* _EXTRAIT DU DOCUMENT_:
····················
Christian Etter: «Si les négociations n’avancent pas, c’est qu’il est peut-être encore trop tôt»

Christian Etter, l’un des derniers accords de libre-échange passé par la Suisse est l’accord avec la Chine. Il est en vigueur depuis le 1er juillet 2014. Quel bilan tirez-vous aujourd’hui?

Le bilan est positif. L’accord est utilisé intensivement dans les deux sens par les exportateurs et les importateurs. Les statistiques montrent que les flux commerciaux bilatéraux ont connu une croissance réjouissante dans les deux sens. Pour la Chine, l’accord de libre-échange avec la Suisse constitue une expérience inédite, puisqu’il s’agit du premier accord de cette nature conclu entre la Chine et un pays d’Europe occidentale. Ce fait est d’autant plus remarquable que la Suisse traite la plupart de ses exportations par l’intermédiaire de pays tiers. La bonne collaboration avec les autorités chinoises, en particulier entre les administrations douanières suisses et chinoises, a déjà permis de simplifier l’importation en Chine et en Suisse.

Lors de négociations, la Suisse peut-elle vraiment discuter d’égal à égal avec une puissance économique telle que la Chine?
Cela doit être la condition de base de toute négociation. Si la Suisse était traitée autrement, nous ne pourrions mener de négociations fructueuses. Même si d’autres pays ont une économie plus importante, cela signifie aussi que de leur côté, plus d’entreprises peuvent profiter de l’accord. Par ailleurs, il ne faut pas oublier qu’en termes de création de valeur, la Suisse fait partie des vingt premières économies.

Est-il difficile pour la Suisse de faire entendre ses propres besoins?
····················
* _SÉRIE DE CONSIGNES_:
a. D'après l'entretien, depuis quelle date l'accord de libre-échange entre la Suisse et la Chine est-il en vigueur ?
b. Renvoyez mot pour mot la partie de l'entretien qui s'ouvre sur les mots contenant « Le bilan est » et se ferme sur « et en Suisse. ».
Les entrées ci-dessous n'ont rien à voir avec l'entretien.

Entrées d'un jeu de données:
····················
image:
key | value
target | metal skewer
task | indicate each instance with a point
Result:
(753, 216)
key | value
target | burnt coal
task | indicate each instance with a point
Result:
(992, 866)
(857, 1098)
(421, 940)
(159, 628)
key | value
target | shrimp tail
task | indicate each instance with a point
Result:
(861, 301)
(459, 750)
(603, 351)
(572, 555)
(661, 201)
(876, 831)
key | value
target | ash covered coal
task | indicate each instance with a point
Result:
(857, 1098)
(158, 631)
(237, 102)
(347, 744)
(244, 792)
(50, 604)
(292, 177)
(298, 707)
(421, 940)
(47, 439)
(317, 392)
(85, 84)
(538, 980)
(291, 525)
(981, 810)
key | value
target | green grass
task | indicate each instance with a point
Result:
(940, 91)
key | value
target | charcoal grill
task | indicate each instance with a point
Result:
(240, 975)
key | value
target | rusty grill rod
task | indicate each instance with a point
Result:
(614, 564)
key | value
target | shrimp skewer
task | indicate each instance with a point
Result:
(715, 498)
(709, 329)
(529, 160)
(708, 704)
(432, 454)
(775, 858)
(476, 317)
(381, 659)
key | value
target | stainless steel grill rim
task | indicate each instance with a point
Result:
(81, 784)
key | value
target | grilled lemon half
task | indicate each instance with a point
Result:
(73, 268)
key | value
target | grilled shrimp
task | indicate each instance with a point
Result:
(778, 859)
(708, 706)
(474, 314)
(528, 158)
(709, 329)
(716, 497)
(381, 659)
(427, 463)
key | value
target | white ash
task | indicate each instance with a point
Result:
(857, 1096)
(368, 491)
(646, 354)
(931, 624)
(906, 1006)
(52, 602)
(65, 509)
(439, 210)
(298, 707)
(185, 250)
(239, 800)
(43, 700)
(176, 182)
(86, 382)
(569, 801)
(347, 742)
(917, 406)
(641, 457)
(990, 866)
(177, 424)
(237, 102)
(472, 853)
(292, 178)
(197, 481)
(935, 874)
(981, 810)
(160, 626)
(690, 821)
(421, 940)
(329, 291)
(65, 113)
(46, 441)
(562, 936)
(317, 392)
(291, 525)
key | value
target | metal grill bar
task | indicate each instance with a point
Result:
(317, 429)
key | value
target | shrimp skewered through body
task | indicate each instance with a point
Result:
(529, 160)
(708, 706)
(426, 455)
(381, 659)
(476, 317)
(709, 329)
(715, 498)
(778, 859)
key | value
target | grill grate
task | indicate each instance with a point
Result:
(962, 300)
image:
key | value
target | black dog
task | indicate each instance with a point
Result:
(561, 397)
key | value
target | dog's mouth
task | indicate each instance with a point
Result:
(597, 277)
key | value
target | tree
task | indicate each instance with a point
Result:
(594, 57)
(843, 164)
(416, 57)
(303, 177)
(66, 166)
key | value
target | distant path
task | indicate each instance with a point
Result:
····················
* _RÉSULTATS FINAUX_:
a. Depuis le 1er juillet 2014.

b.
Le bilan est positif. L’accord est utilisé intensivement dans les deux sens par les exportateurs et les importateurs. Les statistiques montrent que les flux commerciaux bilatéraux ont connu une croissance réjouissante dans les deux sens. Pour la Chine, l’accord de libre-échange avec la Suisse constitue une expérience inédite, puisqu’il s’agit du premier accord de cette nature conclu entre la Chine et un pays d’Europe occidentale. Ce fait est d’autant plus remarquable que la Suisse traite la plupart de ses exportations par l’intermédiaire de pays tiers. La bonne collaboration avec les autorités chinoises, en particulier entre les administrations douanières suisses et chinoises, a déjà permis de simplifier l’importation en Chine et en Suisse.